=== Selected text ===

Commanders and leaders
- José Rondeau: Gaspar de Vigodet

Strength
- 1,000 soldiers 2 artillery: 2,000 infantry 300 cavalry 8 guns

Casualties and losses
- 90 killed 40 captured 1 gun lost: 100 killed 146 wounded 30 captured

= Battle of Cerrito =

The Battle of Cerrito (outskirts of Montevideo, 31 December 1812), was a battle for the War of Independence of the Viceroyalty of the Río de la Plata, between the royalist forces who had control of the city of Montevideo and the rebel forces of the government of Buenos Aires.

== Context ==
In the year 1811, the forces deployed by the Junta Grande of Buenos Aires and the gaucho forces led by José Artigas had started a siege to the city of Montevideo, which had refused to obey the directives of the new authorities after the May Revolution. The siege had been lifted at the end of that year, when the military situation started to deteriorate in the Upper Peru.

The change of power in Buenos Aires to the Second Triumvirate, pushed by the change in the situation in the North front allowed them to restart the siege by October 1812 by the rebel forces, commanded by José Rondeau. There was a second army force by the Uruguay River under the command of Domingo French, besides Artigas's militias, who had not yet joined the siege due to disagreements with the political leader of the rebels, Manuel de Sarratea. The siege army took over the city of Colonia del Sacramento the last step to complete the siege of Montevideo.

=== Data provided ===

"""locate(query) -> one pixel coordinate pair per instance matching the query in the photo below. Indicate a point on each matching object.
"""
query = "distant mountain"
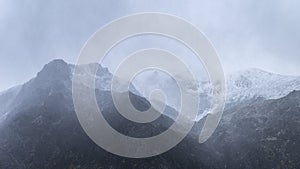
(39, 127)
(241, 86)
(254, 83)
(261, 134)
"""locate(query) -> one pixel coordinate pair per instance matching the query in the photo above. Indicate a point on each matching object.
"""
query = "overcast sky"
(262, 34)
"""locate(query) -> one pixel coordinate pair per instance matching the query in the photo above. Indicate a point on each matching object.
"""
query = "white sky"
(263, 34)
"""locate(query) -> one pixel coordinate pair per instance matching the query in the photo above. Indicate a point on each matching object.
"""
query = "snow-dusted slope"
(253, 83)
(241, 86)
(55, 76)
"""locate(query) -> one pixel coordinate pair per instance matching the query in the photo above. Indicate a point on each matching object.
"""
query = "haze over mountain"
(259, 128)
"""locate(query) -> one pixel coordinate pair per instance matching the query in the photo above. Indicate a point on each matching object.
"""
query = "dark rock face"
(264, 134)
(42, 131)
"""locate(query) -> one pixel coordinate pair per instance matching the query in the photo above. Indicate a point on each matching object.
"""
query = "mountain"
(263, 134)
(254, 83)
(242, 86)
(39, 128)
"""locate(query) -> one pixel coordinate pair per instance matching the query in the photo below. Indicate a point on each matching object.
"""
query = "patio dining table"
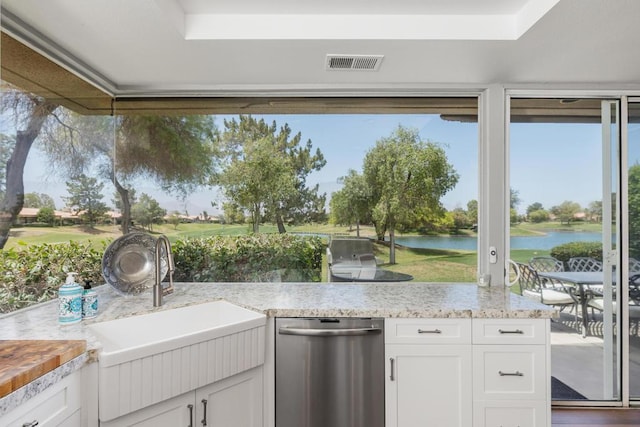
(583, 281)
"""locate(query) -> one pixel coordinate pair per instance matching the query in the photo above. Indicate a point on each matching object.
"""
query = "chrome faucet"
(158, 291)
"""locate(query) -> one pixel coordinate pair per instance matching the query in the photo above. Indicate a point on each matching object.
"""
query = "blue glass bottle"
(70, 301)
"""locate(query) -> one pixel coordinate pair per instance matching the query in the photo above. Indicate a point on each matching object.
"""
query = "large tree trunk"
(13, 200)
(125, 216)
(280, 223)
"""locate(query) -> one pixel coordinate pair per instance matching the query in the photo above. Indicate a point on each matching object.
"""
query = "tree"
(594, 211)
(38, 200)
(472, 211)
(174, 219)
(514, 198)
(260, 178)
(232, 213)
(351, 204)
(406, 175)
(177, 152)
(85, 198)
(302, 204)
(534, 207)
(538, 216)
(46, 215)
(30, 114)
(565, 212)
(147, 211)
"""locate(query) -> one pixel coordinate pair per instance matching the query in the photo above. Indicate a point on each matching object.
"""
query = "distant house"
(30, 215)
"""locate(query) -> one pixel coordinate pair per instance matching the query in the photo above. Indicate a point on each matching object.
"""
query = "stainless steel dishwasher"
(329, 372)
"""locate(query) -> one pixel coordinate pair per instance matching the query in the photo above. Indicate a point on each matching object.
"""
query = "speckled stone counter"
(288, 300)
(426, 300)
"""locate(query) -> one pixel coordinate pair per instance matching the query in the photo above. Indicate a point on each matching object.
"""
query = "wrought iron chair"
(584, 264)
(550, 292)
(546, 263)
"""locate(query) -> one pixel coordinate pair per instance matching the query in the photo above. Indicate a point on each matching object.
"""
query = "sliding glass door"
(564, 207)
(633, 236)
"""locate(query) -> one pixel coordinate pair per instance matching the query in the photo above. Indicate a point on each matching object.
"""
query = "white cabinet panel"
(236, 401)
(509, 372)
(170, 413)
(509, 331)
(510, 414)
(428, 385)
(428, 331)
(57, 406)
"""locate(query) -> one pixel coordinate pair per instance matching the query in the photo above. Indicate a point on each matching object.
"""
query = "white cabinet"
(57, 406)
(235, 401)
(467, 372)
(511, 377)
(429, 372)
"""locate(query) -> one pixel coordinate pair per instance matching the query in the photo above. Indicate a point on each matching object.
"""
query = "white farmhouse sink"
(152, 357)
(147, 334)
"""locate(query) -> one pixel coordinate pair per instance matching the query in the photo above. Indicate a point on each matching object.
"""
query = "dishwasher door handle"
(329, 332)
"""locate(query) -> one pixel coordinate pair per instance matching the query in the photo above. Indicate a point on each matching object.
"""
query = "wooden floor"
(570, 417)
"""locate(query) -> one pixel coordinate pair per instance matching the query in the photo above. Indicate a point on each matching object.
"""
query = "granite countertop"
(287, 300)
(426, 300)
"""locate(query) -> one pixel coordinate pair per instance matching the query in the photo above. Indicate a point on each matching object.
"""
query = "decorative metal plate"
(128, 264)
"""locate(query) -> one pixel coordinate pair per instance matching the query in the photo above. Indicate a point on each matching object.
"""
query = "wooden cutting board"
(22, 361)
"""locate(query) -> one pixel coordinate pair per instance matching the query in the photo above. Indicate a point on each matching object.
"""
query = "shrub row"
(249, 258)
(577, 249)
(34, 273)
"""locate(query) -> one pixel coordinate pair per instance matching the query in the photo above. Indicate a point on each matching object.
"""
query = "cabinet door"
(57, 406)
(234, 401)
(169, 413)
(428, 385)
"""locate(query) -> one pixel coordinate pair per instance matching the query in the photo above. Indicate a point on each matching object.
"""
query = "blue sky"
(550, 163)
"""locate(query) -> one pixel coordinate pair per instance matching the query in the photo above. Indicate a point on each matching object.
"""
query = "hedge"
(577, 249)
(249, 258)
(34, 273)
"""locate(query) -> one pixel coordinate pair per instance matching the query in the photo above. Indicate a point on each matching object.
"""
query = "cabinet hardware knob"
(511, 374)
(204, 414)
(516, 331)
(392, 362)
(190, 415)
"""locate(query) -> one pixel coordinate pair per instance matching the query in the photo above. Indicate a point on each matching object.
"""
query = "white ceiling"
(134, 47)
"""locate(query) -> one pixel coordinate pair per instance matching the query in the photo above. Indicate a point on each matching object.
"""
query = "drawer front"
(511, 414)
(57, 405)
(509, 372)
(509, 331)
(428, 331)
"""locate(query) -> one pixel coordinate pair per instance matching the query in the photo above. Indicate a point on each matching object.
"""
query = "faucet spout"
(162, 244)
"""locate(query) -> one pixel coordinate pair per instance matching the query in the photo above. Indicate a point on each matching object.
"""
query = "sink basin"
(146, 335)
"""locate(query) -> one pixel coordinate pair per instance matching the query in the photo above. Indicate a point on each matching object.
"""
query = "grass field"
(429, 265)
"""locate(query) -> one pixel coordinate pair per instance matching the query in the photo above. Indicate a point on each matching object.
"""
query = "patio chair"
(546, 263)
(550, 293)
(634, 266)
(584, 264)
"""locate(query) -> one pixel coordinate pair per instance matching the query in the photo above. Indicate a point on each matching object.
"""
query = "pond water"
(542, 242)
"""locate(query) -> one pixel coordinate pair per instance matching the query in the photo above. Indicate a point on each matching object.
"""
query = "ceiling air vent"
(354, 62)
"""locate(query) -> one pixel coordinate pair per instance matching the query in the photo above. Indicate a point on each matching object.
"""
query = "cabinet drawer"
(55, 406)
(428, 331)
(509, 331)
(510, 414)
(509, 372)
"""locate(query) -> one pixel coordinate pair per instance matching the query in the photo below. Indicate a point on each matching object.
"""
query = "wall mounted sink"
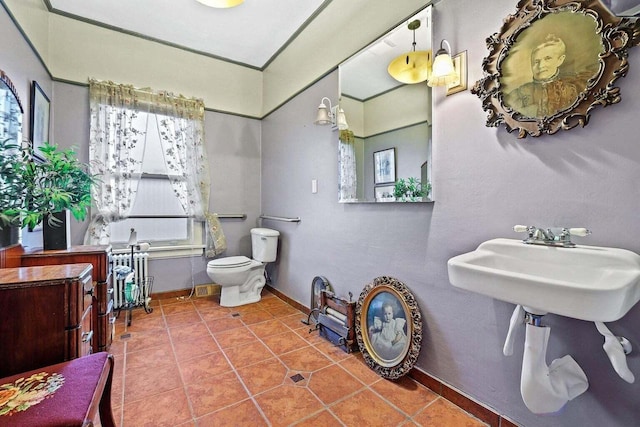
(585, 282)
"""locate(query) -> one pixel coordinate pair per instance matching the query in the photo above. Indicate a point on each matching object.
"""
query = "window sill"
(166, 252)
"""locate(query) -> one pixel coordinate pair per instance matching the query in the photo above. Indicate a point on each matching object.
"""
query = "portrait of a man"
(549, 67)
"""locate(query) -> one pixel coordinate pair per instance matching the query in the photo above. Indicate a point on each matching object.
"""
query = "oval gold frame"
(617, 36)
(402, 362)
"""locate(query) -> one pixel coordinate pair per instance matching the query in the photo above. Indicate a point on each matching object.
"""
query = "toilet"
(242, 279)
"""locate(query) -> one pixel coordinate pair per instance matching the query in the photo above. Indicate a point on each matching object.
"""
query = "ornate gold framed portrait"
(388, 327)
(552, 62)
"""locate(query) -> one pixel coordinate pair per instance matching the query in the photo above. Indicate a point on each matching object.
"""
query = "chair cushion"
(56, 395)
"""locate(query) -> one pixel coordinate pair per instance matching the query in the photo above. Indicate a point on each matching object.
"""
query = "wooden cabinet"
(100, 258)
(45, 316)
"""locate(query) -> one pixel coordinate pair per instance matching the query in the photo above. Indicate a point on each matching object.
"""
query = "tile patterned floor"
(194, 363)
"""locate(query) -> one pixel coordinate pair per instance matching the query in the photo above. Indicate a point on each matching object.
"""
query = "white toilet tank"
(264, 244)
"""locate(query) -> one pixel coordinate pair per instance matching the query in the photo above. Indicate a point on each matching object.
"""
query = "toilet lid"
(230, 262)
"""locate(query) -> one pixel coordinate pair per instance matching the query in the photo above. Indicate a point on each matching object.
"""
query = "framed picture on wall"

===

_Tasks and exercises_:
a) Using the Battle of Cerrito text, decide whether each statement agrees with it: (i) The battle was fought on 31 December 1812. (ii) Domingo French commanded the rebel forces that restarted the siege in October 1812. (iii) Artigas's militias had already joined the siege.
b) Reproduce word for word the passage of the Battle of Cerrito text that starts with the words containing "Casualties and losses" and ends with "of Buenos Aires.".
The records come from a separate source and have no connection to the text.

_Completed exercise_:
a)
(i) Yes: "31 December 1812"
(ii) No: "commanded by José Rondeau"
(iii) No: "who had not yet joined the siege"

b)
Casualties and losses
- 90 killed 40 captured 1 gun lost: 100 killed 146 wounded 30 captured

= Battle of Cerrito =

The Battle of Cerrito (outskirts of Montevideo, 31 December 1812), was a battle for the War of Independence of the Viceroyalty of the Río de la Plata, between the royalist forces who had control of the city of Montevideo and the rebel forces of the government of Buenos Aires.